→ Objectives:
• a. In the preferred stock passage, reproduce the text starting at the words "Although it is" and ending after "company is distressed.".
• b. According to the preferred stock passage, why does issuing preferred stock instead of bonds give a company more flexibility?

→ Supplied passage:
┌──
Although it is listed as equity in financial statements, preferred stock—unlike common stock—does not give the holder an ownership interest in the company, which is why preferred stockholders do not have the right to vote for the board of directors except under special circumstances.
Preferred stock is a hybrid security that shares characteristics of both bonds and stocks. Preferred stocks differs from bonds in the following ways:
The dividend, which refers to the payments that are equivalent to interest payments, is paid quarterly instead of semi-annually.
Preferred stock is issued in smaller denominations—usually $25-$100, although some issues can have much larger denominations.
Dividend payments can be suspended when the company is distressed.
Because dividends are a distribution of a company's earnings—not interest—they have different tax characteristics.
Most preferreds have no stated maturity; thus, they are sometimes referred to as a perpetuity.
Companies issue preferred stock to appeal to investors who want income and greater safety, but issuing preferred stock instead of bonds gives the company more flexibility. If the company is financially stressed, it can skip dividend payments to preferred stockholders, but not to bondholders. Oftentimes, preferred stock is issued when a company is having financially difficulties. It brings in more money at a time when the company needs it, but it doesn't obligate a company to future payments in the way that bonds do.
└──
→ Data lines:
┌──
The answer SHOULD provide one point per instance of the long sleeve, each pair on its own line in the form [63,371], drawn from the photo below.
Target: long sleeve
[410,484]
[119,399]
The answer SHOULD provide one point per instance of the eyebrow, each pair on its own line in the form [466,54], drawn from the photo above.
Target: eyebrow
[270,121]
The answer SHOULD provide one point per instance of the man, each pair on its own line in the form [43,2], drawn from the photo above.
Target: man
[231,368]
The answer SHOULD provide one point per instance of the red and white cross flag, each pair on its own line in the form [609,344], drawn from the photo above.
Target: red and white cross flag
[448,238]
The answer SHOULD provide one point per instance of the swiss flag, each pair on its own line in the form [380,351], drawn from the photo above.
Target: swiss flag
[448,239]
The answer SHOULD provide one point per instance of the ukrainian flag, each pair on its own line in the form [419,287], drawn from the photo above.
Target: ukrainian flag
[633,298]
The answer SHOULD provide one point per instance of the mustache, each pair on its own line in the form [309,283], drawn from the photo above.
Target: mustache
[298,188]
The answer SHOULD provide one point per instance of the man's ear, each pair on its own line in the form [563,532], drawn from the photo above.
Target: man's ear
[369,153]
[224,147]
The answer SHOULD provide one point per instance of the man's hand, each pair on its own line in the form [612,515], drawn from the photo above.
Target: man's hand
└──
→ The answers:
• a.
Although it is listed as equity in financial statements, preferred stock—unlike common stock—does not give the holder an ownership interest in the company, which is why preferred stockholders do not have the right to vote for the board of directors except under special circumstances.
Preferred stock is a hybrid security that shares characteristics of both bonds and stocks. Preferred stocks differs from bonds in the following ways:
The dividend, which refers to the payments that are equivalent to interest payments, is paid quarterly instead of semi-annually.
Preferred stock is issued in smaller denominations—usually $25-$100, although some issues can have much larger denominations.
Dividend payments can be suspended when the company is distressed.

• b. A financially stressed company can skip dividend payments to preferred stockholders but not payments to bondholders. Preferred stock brings in money when the company needs it without obligating it to future payments the way bonds do.